=== WHAT YOU ARE ASKED TO DO ===
Repeat each record below exactly as given.

Entries from a pointing dataset
□ □ □ □ □

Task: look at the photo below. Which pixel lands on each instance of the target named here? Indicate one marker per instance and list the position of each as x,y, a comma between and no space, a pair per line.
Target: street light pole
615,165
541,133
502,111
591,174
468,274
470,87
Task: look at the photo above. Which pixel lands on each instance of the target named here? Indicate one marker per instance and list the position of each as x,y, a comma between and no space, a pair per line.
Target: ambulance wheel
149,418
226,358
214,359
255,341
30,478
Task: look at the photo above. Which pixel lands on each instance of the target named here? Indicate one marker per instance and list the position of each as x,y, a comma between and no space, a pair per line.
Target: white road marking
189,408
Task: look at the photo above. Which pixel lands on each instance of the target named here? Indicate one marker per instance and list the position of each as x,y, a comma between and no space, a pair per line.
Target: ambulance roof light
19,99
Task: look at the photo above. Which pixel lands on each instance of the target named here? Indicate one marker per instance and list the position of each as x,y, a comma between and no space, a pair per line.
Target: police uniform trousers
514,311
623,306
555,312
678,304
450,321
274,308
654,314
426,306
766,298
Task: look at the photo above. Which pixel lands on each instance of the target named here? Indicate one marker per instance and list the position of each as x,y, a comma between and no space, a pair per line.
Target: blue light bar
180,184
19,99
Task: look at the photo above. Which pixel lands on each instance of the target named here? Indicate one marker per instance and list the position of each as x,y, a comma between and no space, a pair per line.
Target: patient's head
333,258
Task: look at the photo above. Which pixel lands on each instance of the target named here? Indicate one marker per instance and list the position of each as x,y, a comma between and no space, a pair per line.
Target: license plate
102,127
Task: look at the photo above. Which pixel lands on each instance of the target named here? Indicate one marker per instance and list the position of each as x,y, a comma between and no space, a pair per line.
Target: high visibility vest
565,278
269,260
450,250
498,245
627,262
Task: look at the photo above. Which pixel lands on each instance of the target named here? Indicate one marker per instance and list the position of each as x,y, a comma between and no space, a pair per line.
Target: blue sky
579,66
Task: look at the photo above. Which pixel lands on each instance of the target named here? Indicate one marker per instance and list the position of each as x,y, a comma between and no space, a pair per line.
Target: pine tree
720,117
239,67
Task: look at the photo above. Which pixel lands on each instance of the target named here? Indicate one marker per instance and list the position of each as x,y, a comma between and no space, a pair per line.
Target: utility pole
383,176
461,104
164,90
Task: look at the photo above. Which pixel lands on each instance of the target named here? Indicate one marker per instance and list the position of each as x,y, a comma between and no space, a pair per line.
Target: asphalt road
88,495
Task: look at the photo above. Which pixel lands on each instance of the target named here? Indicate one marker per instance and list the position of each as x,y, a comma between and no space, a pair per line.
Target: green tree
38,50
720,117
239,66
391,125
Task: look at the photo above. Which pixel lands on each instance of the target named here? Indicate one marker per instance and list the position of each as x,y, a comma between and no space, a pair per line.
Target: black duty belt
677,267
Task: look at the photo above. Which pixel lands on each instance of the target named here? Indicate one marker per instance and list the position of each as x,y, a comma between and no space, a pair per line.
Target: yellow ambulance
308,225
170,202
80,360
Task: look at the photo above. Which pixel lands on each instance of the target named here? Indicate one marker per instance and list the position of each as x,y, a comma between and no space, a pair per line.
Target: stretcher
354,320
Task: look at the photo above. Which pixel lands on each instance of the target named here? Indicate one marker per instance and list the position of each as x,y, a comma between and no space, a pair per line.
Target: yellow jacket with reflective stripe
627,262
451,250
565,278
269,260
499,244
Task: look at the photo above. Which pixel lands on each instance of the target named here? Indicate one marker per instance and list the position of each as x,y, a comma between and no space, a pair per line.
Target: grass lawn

□ □ □ □ □

=== COMPLETED EXERCISE ===
Task: look at the photo below. Which pixel lands on each instance of the target named here? Indicate one marker per instance and list the position of each as x,y, a comma between and no space, a pair per line.
Target: street light pole
615,165
541,133
502,111
591,174
468,274
470,87
Task: look at the photo above. Which pixel lands on each instance of the target named here? Indicate one marker per instance and list the position of each as x,y, a comma between and no space, a pair per line.
Target: ambulance wheel
149,418
226,358
214,359
255,341
30,478
Task: look at the photo above. Which pixel lands on each instance of the target named here? Indicate one marker per instance and list the position of each as x,y, a comma between and no space, a pair per line.
Target: white road marking
189,408
Task: look at the photo above. Which pixel lands on each instance of the target named here? Indicate one marker per instance and list the position of each as x,y, a comma between and no space, a pair per line.
Target: ambulance roof light
19,99
Task: look at the photo above. Which pixel lands on each instance of the target named here? Indicate one marker per instance and list the position of each as x,y, a comma between and no space, a pair per line.
Target: police uniform trousers
514,311
623,306
555,312
678,304
450,321
274,308
654,314
426,306
766,298
Task: look at the photo above. Which pixel lands on each instance of the target named here? Indicate one marker per instance and list the position of each as x,y, a comma between and no space, a pair per line.
Target: blue light bar
180,184
19,99
Task: look at the photo above. Which pixel lands on each instance of the target named here? Indicate one marker per instance and list the position of each as x,y, a comma between and no space, a pair per line.
Target: patient's head
333,258
Task: look at the photo above. Which pixel lands on each instance of the target named here? Indicate one marker per instance and list the position of each as x,y, a comma between and no space, a pair per line.
Target: license plate
102,127
Task: look at the photo above. Which pixel lands on each instance of the target named here? Indicate one marker per instance and list the position of each as x,y, a comma between and no space, a pair per line.
Target: high visibility vest
565,278
269,260
450,250
498,245
627,262
Task: look at the photo above. Which pixel lands on each instance of the target named here? Indicate one marker per instance and list the position of each as x,y, a comma between and no space, a pair per line.
Target: blue sky
579,66
Task: look at the photo above. Which pixel lands on each instance of the target named here? Indicate one marker per instance and list the position of each as x,y, a comma between and no space, a pair per line.
Target: pine tree
720,117
239,67
Task: look at the photo above. Which pixel lands on each instance of the target named here? Indicate one marker per instance and list the position of each as x,y, a comma between and no space, a pair per line.
Target: utility pole
383,176
461,104
164,90
Task: look at the photo above. Which pixel lands on each instance of the target named here? Indicate one marker per instance and list the position of each as x,y, a comma between and no space, a pair per line.
Target: asphalt road
88,495
Task: look at the photo above. Which pixel lands on each instance of the target named here? Indicate one marker per instance and list the position of each as x,y, a comma between and no space, a pair per line.
Target: green tree
38,50
720,117
239,66
391,125
Task: look at the photo above. Which pixel lands on each instance of the target named here? Indicate one marker per instance and list the position of each as x,y, a comma between and no space, a pair per line.
Target: black duty belt
677,267
Task: look at the photo above. Which pixel lands on each instance of the target named here? Indicate one marker per instance and list the position of each as x,y, a comma between and no space, a pair per line.
Target: yellow ambulance
308,225
170,202
80,360
Task: look at the photo above. Which pixel lands on each instance of the target named here? Indicate one marker per instance and list the position of each as x,y, a comma between and no space, a pair per line.
Target: stretcher
354,320
Task: look at the photo above. Which pixel lands on each instance of the target named here? Indicate one marker per instance and list the position of each as x,y, a comma between and no space, a pair per line.
Target: yellow jacket with reflective stripe
627,262
451,250
565,278
269,260
499,244
Task: look at the photo above. Which pixel lands on each instance of the target named here? Indicate one marker per instance and list the position of each as x,y, a comma between and no space, a pair per line.
Target: grass lawn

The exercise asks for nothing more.